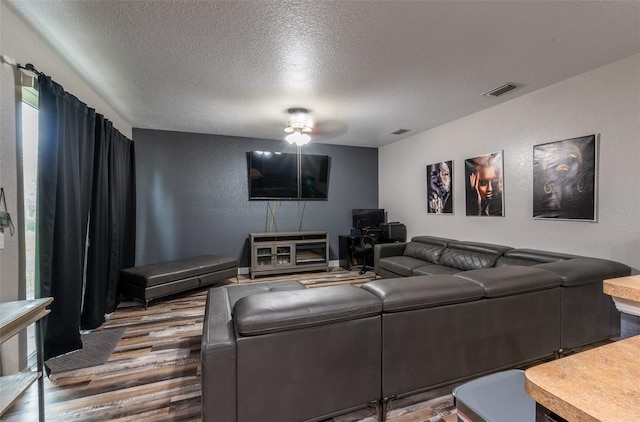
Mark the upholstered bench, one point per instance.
(498, 397)
(153, 281)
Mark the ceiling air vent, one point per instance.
(499, 90)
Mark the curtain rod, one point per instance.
(30, 68)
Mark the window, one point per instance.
(30, 166)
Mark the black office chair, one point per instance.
(365, 249)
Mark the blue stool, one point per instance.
(497, 397)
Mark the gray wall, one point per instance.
(192, 195)
(604, 101)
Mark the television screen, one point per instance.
(367, 218)
(275, 175)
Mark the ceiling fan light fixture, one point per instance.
(299, 126)
(297, 137)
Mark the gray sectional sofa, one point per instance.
(588, 315)
(448, 311)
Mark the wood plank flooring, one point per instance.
(154, 372)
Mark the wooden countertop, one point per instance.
(600, 384)
(623, 287)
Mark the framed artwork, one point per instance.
(440, 188)
(564, 179)
(485, 185)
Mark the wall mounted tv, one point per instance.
(281, 175)
(370, 218)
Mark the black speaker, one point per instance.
(394, 231)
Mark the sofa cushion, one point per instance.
(471, 255)
(507, 281)
(236, 292)
(289, 310)
(423, 251)
(432, 269)
(529, 257)
(578, 271)
(403, 294)
(433, 240)
(401, 265)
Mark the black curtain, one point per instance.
(65, 176)
(86, 185)
(112, 225)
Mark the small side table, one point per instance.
(625, 292)
(14, 317)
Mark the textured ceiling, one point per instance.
(363, 68)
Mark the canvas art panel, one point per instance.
(485, 185)
(564, 179)
(440, 188)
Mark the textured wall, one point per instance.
(605, 101)
(192, 195)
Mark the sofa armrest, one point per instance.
(218, 357)
(383, 250)
(579, 271)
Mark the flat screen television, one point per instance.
(370, 218)
(279, 175)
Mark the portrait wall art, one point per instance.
(564, 179)
(485, 185)
(440, 188)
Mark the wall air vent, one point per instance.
(499, 90)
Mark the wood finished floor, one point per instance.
(154, 372)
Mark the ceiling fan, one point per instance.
(299, 126)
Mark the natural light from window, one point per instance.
(30, 166)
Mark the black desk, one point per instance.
(348, 259)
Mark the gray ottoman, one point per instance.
(498, 397)
(153, 281)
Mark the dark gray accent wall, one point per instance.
(192, 195)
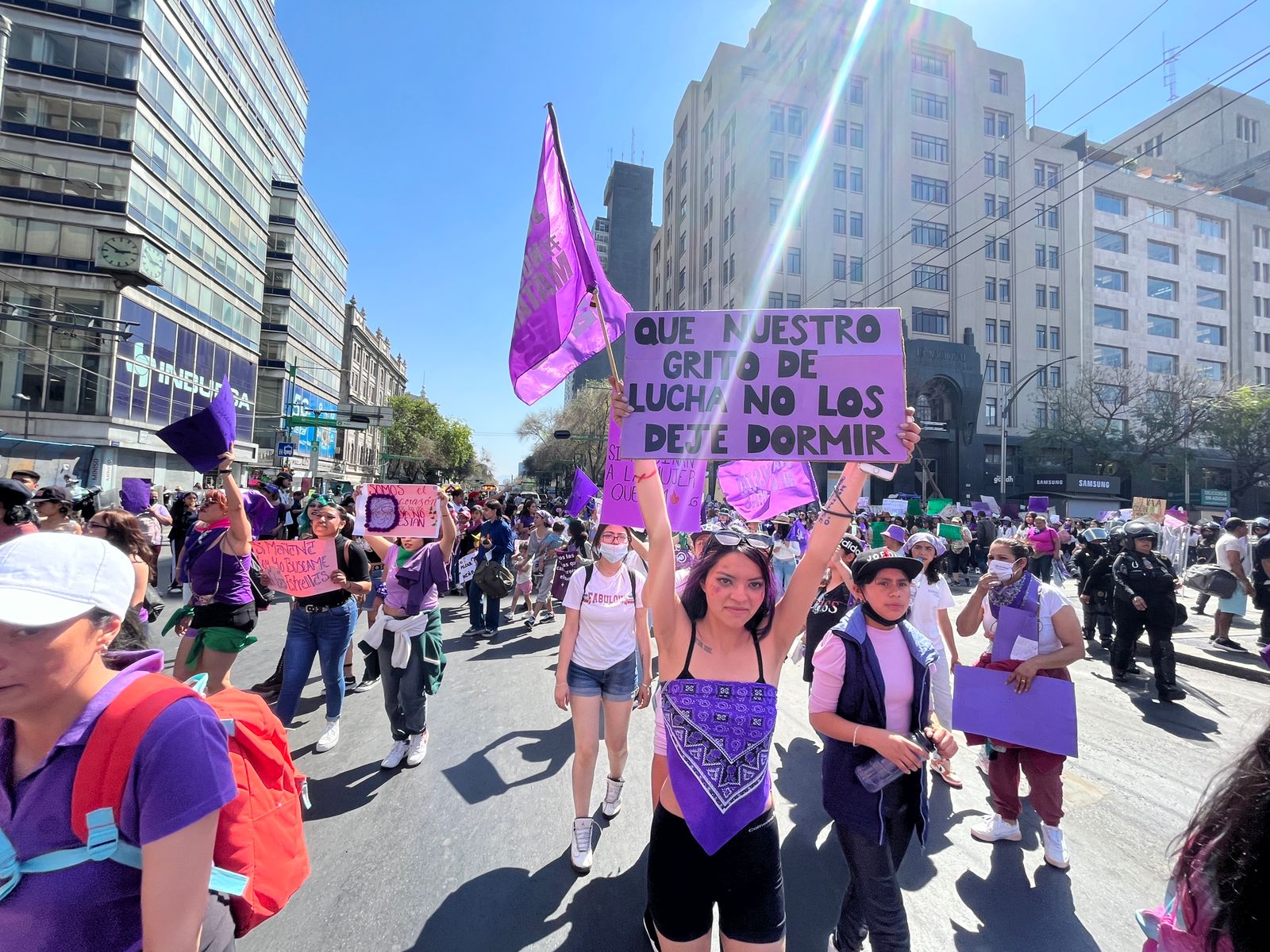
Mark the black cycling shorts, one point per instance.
(743, 877)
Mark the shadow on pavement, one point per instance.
(1016, 914)
(347, 791)
(476, 780)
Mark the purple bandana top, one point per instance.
(721, 738)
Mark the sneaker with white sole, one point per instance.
(417, 749)
(990, 829)
(581, 854)
(395, 755)
(329, 738)
(1056, 847)
(613, 804)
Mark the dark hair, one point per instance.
(124, 532)
(1225, 852)
(694, 597)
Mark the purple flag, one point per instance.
(556, 328)
(135, 494)
(762, 489)
(583, 492)
(200, 440)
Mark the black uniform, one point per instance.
(1094, 562)
(1149, 577)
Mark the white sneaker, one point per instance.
(394, 759)
(581, 854)
(329, 738)
(1056, 847)
(417, 749)
(613, 804)
(990, 829)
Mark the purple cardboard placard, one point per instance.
(200, 440)
(825, 385)
(683, 482)
(1041, 717)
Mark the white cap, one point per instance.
(48, 578)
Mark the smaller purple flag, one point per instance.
(760, 489)
(583, 492)
(200, 440)
(135, 494)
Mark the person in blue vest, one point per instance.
(872, 704)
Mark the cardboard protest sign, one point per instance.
(761, 489)
(683, 482)
(200, 440)
(766, 385)
(298, 566)
(1043, 717)
(135, 494)
(398, 509)
(467, 568)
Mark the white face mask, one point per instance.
(613, 552)
(1001, 569)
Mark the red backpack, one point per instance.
(260, 856)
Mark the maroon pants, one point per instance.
(1045, 774)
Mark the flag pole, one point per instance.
(573, 209)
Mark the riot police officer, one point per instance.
(1145, 587)
(1094, 562)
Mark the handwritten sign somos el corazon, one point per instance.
(765, 385)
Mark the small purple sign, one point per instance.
(766, 385)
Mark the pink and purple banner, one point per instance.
(556, 328)
(683, 482)
(766, 385)
(761, 489)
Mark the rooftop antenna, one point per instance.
(1170, 67)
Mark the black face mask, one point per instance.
(872, 613)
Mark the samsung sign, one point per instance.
(1079, 482)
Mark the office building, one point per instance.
(145, 145)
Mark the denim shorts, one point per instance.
(616, 683)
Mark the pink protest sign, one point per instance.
(766, 385)
(398, 509)
(683, 480)
(298, 566)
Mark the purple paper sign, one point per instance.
(766, 385)
(583, 492)
(683, 482)
(200, 440)
(135, 494)
(1041, 717)
(764, 488)
(556, 328)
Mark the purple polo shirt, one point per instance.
(182, 772)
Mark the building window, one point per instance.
(1109, 202)
(929, 105)
(935, 190)
(1109, 317)
(931, 148)
(930, 277)
(1210, 298)
(1110, 240)
(927, 321)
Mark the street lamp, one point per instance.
(25, 422)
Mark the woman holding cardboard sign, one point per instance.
(714, 835)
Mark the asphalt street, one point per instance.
(469, 850)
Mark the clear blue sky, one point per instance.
(425, 121)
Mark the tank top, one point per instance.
(721, 736)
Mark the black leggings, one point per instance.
(743, 877)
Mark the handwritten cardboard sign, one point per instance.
(683, 482)
(398, 509)
(300, 566)
(766, 385)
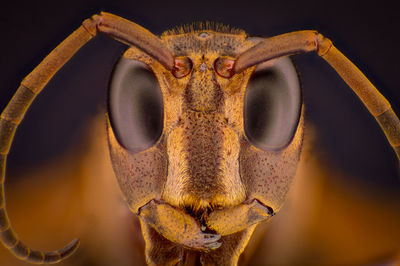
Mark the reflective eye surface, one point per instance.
(272, 105)
(135, 105)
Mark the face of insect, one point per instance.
(217, 149)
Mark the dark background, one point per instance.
(347, 135)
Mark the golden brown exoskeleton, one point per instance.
(205, 130)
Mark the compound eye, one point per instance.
(182, 67)
(135, 105)
(272, 105)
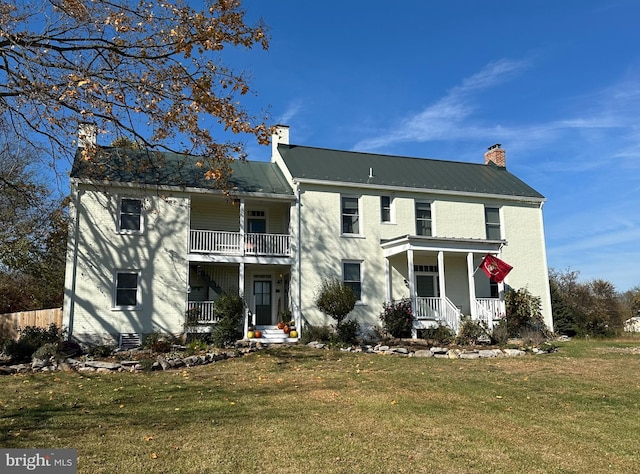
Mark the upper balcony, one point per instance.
(235, 243)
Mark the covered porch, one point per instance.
(441, 278)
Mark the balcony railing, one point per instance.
(437, 309)
(232, 243)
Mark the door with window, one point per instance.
(262, 301)
(426, 290)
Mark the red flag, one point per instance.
(495, 268)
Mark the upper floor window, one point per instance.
(492, 223)
(257, 222)
(126, 290)
(423, 218)
(130, 215)
(352, 277)
(494, 290)
(385, 208)
(350, 215)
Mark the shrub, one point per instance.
(101, 350)
(441, 334)
(69, 349)
(196, 345)
(315, 333)
(524, 314)
(397, 318)
(500, 333)
(335, 299)
(31, 338)
(46, 351)
(229, 308)
(471, 332)
(348, 332)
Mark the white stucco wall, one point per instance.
(159, 253)
(323, 248)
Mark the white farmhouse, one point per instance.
(151, 239)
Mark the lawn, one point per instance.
(303, 410)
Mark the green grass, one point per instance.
(301, 410)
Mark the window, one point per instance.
(350, 218)
(493, 289)
(385, 208)
(492, 222)
(127, 289)
(352, 278)
(130, 215)
(257, 222)
(423, 218)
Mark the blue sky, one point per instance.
(557, 83)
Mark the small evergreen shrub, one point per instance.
(229, 308)
(31, 338)
(397, 318)
(46, 351)
(440, 335)
(348, 332)
(471, 332)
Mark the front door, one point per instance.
(427, 285)
(262, 299)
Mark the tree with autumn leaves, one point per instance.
(150, 71)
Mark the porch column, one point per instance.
(441, 282)
(387, 280)
(472, 286)
(412, 291)
(242, 246)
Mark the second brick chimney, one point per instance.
(496, 155)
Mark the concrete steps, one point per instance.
(273, 335)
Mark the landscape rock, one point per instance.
(423, 353)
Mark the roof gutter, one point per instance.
(448, 192)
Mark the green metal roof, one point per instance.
(128, 165)
(306, 163)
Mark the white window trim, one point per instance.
(500, 219)
(118, 216)
(360, 220)
(138, 304)
(360, 301)
(432, 211)
(392, 214)
(248, 217)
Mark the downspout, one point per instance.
(298, 262)
(72, 296)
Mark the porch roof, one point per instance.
(404, 243)
(146, 167)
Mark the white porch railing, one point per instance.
(203, 312)
(230, 243)
(489, 310)
(438, 309)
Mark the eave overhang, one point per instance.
(402, 244)
(409, 189)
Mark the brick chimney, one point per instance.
(87, 135)
(496, 155)
(280, 135)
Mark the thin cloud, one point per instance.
(444, 119)
(293, 109)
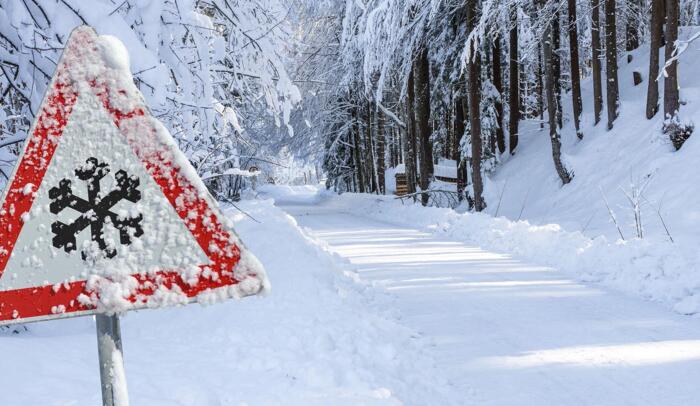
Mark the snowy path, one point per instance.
(509, 333)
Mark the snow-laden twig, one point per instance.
(680, 46)
(661, 217)
(15, 139)
(612, 214)
(391, 115)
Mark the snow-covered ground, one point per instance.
(577, 232)
(319, 338)
(507, 332)
(379, 303)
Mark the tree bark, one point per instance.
(576, 101)
(656, 32)
(671, 93)
(563, 173)
(498, 84)
(371, 173)
(357, 152)
(380, 153)
(597, 56)
(612, 88)
(422, 93)
(632, 32)
(514, 75)
(540, 85)
(456, 147)
(411, 136)
(474, 92)
(556, 61)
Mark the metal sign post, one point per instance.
(94, 135)
(109, 347)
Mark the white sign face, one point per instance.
(164, 242)
(103, 212)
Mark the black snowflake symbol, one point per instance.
(96, 209)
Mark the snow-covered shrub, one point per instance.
(209, 69)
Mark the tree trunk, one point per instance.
(556, 61)
(422, 93)
(357, 152)
(540, 85)
(498, 84)
(474, 92)
(656, 31)
(563, 173)
(576, 101)
(371, 173)
(380, 153)
(411, 139)
(514, 75)
(632, 31)
(671, 94)
(456, 147)
(612, 88)
(597, 56)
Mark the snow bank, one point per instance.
(319, 338)
(656, 270)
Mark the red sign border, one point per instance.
(50, 302)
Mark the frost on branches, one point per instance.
(210, 70)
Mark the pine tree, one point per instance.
(474, 92)
(547, 42)
(575, 73)
(595, 61)
(612, 88)
(422, 92)
(655, 32)
(514, 75)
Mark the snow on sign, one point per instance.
(103, 213)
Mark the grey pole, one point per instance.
(109, 348)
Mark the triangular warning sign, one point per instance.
(103, 212)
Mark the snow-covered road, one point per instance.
(510, 333)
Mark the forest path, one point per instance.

• _Exercise_
Everything from the line containing "Mark the white porch" to the last line of the listing above must be reproduced exactly, with no pictures included.

• _Final result_
Mark the white porch railing, one point per instance.
(203, 312)
(230, 243)
(489, 310)
(438, 309)
Mark the eave overhang, one point per instance.
(402, 244)
(409, 189)
Mark the brick chimney, one point per instance.
(87, 135)
(496, 155)
(280, 135)
Mark the thin cloud, one point per instance.
(444, 119)
(293, 109)
Mark the snowy path, one point per instance.
(509, 333)
Mark the snow-laden twig, one point per instance.
(680, 46)
(661, 217)
(15, 139)
(612, 214)
(391, 115)
Mark the snow-covered ground, one point per instance.
(577, 232)
(319, 338)
(507, 332)
(379, 303)
Mark the tree bark, one point per instance.
(576, 101)
(656, 32)
(671, 93)
(563, 173)
(498, 84)
(371, 173)
(357, 152)
(380, 153)
(597, 56)
(612, 88)
(422, 93)
(632, 32)
(514, 75)
(540, 85)
(456, 147)
(411, 136)
(474, 92)
(556, 61)
Mark the metal sign post, one point per instance.
(94, 135)
(109, 347)
Mark the white sign face, one point per instance.
(164, 242)
(103, 212)
Mark the black snowflake symbol, one point per instance.
(96, 209)
Mark the snow-covered shrub, one point per instance.
(209, 69)
Mark the tree trunk, one point per instance.
(556, 61)
(422, 93)
(357, 152)
(540, 85)
(498, 84)
(474, 92)
(656, 31)
(563, 173)
(576, 101)
(371, 173)
(380, 153)
(411, 139)
(514, 75)
(632, 31)
(671, 94)
(456, 147)
(612, 88)
(597, 56)
Mark the snow bank, one point per instance.
(319, 338)
(656, 270)
Mark the red sign border, one point per instance.
(50, 302)
Mark the frost on branches, one point per instance.
(210, 70)
Mark the pine tree, one point per instance.
(474, 92)
(547, 42)
(575, 73)
(595, 61)
(612, 88)
(422, 92)
(655, 32)
(514, 75)
Mark the snow on sign, one point per instance.
(103, 213)
Mark the grey pole, one point per instance.
(109, 348)
Mark the triangular warning sign, one point per instance.
(103, 212)
Mark the snow-covered road, one point per instance.
(510, 333)
Mark the forest path, one point per instance.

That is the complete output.